Task instructions -
The line containing "Locate the building wall" marks where to begin; quote it and every line after it through the end of the data, exactly as written.

------

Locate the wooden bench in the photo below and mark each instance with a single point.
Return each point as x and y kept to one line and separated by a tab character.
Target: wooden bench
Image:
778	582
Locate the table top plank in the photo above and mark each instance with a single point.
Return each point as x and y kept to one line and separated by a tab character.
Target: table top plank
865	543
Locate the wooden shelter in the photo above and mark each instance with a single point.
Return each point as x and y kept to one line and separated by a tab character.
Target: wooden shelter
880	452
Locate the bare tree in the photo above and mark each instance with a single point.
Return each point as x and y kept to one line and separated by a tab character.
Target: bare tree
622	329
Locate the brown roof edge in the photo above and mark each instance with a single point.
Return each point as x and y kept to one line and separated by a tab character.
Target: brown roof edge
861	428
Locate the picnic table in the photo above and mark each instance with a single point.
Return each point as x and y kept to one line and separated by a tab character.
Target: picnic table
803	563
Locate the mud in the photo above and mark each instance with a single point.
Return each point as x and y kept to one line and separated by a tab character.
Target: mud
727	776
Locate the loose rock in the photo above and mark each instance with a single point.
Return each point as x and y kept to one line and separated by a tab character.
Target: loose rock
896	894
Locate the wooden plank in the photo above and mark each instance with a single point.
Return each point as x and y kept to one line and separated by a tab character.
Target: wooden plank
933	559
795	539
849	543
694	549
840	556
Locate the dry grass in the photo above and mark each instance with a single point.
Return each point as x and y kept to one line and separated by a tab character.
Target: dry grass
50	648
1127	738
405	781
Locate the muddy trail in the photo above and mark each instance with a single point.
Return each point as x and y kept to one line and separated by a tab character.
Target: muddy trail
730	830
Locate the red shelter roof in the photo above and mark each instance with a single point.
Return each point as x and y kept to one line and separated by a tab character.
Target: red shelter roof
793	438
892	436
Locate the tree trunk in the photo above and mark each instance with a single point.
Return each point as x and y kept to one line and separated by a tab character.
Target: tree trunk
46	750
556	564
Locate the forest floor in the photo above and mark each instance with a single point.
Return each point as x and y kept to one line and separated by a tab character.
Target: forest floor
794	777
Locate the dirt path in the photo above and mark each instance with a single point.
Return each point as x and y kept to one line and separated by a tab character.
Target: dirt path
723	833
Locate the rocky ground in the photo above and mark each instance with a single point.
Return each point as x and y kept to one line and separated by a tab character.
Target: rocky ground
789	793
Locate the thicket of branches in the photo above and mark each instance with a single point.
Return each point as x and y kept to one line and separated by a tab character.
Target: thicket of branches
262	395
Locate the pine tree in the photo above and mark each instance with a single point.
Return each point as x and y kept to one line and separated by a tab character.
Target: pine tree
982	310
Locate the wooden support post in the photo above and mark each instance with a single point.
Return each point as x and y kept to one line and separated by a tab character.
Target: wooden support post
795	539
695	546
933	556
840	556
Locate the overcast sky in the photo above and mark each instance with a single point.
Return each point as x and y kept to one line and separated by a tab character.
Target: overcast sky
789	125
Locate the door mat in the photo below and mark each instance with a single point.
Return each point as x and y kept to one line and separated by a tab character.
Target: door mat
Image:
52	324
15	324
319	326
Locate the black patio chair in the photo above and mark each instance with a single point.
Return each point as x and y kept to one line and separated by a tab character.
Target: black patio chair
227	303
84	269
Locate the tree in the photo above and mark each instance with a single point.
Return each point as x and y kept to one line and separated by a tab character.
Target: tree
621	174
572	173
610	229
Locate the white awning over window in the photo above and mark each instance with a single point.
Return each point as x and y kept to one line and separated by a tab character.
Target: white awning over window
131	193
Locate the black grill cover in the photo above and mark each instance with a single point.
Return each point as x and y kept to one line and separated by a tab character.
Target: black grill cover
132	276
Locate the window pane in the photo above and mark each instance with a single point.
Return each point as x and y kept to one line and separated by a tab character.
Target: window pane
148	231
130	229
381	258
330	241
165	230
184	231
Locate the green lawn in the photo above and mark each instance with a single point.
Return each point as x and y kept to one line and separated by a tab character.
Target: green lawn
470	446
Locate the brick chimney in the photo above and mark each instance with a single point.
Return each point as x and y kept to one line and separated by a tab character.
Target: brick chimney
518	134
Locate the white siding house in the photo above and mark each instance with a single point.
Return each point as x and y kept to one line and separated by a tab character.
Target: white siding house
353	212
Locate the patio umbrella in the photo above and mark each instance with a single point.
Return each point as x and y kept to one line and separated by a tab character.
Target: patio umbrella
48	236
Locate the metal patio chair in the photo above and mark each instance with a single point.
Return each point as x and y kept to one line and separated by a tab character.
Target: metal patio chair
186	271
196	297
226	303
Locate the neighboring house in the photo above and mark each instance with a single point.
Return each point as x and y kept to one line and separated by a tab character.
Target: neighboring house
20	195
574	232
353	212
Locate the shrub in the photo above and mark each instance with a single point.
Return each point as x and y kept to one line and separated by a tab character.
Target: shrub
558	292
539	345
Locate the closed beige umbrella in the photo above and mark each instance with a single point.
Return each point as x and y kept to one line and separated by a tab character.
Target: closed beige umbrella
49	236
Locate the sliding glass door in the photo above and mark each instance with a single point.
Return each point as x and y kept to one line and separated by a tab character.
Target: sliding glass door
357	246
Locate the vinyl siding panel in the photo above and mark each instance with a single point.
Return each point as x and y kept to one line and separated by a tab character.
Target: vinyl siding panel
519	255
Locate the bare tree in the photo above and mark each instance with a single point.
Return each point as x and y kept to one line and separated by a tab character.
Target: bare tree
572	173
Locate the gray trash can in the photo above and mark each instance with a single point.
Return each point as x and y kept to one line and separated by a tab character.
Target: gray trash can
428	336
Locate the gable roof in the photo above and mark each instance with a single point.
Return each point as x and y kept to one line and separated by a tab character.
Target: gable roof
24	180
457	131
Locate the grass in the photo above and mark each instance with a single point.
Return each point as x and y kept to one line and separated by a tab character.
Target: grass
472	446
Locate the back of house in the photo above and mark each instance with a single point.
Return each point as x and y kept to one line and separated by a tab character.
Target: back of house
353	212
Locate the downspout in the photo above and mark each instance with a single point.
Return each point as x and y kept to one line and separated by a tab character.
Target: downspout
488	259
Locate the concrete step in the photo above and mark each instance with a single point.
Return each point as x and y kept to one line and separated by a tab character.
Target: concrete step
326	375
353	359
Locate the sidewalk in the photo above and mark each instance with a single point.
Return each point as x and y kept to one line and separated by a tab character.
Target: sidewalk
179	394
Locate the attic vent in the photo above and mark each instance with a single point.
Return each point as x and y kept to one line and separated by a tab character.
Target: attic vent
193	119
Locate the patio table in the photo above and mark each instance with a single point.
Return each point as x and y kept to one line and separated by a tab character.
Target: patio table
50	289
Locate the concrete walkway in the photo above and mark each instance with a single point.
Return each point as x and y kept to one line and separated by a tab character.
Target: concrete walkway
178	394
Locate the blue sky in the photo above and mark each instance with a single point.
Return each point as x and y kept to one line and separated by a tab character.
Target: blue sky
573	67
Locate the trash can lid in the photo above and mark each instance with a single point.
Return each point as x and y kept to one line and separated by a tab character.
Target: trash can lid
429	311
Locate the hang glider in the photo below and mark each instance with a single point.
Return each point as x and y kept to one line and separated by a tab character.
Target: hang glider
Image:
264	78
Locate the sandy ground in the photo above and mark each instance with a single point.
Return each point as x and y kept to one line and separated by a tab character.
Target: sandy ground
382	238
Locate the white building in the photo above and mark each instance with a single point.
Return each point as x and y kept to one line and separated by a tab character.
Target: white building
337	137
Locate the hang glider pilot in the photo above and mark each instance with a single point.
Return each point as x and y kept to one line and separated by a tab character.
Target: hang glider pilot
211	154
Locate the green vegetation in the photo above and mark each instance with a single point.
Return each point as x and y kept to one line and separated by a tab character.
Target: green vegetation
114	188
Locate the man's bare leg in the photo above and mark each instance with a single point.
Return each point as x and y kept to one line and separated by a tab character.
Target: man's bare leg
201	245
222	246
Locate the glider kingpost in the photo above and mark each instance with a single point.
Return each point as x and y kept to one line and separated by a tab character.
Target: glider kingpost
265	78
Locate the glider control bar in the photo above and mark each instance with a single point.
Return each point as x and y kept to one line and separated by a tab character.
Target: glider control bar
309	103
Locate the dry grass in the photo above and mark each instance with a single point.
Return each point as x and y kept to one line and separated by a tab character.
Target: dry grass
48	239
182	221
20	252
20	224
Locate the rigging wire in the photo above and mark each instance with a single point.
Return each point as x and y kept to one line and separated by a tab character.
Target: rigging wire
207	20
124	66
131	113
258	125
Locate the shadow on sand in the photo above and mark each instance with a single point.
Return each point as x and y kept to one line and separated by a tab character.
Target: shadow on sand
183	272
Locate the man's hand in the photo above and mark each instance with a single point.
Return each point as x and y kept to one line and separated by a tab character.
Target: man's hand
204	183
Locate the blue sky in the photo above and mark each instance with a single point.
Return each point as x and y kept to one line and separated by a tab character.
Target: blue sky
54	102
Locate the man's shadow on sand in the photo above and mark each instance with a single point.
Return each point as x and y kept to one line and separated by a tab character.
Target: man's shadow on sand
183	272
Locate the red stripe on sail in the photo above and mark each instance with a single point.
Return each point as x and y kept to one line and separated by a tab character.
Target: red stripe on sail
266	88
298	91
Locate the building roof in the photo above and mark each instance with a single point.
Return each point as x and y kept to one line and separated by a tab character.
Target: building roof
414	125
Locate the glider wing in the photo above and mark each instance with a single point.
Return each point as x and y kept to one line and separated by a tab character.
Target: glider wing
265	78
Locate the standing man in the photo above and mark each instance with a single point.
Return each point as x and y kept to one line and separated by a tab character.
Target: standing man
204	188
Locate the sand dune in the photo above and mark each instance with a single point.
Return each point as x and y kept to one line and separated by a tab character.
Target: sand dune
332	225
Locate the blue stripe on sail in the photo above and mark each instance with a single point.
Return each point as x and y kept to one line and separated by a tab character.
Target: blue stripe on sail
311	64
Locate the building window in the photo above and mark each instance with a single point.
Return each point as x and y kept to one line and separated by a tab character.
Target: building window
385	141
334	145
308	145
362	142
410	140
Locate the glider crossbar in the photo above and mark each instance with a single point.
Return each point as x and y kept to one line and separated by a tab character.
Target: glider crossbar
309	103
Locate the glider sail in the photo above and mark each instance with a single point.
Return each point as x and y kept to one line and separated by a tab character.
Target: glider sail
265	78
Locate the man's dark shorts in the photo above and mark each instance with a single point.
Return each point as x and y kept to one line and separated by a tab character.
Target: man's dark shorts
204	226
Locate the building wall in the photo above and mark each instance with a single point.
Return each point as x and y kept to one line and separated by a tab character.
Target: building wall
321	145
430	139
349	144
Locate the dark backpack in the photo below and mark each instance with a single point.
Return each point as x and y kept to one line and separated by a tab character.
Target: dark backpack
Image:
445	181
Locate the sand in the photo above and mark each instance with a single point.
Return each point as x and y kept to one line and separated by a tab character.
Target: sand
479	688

------

Answer to the problem -
Locate the building wall in the photo above and mark each instance with a single point.
Return each point as x and y kept to one line and separated by a tab character.
Target: building wall
321	145
430	139
349	144
Locate the dark backpack in the photo below and mark each instance with a single point.
Return each point as x and y kept to one line and separated by a tab character.
Target: dark backpack
Image:
445	181
Locate the sand in the photo above and mark each instance with a single point.
Return each point as x and y kept to one line and separated by a tab character.
Target: sand
479	688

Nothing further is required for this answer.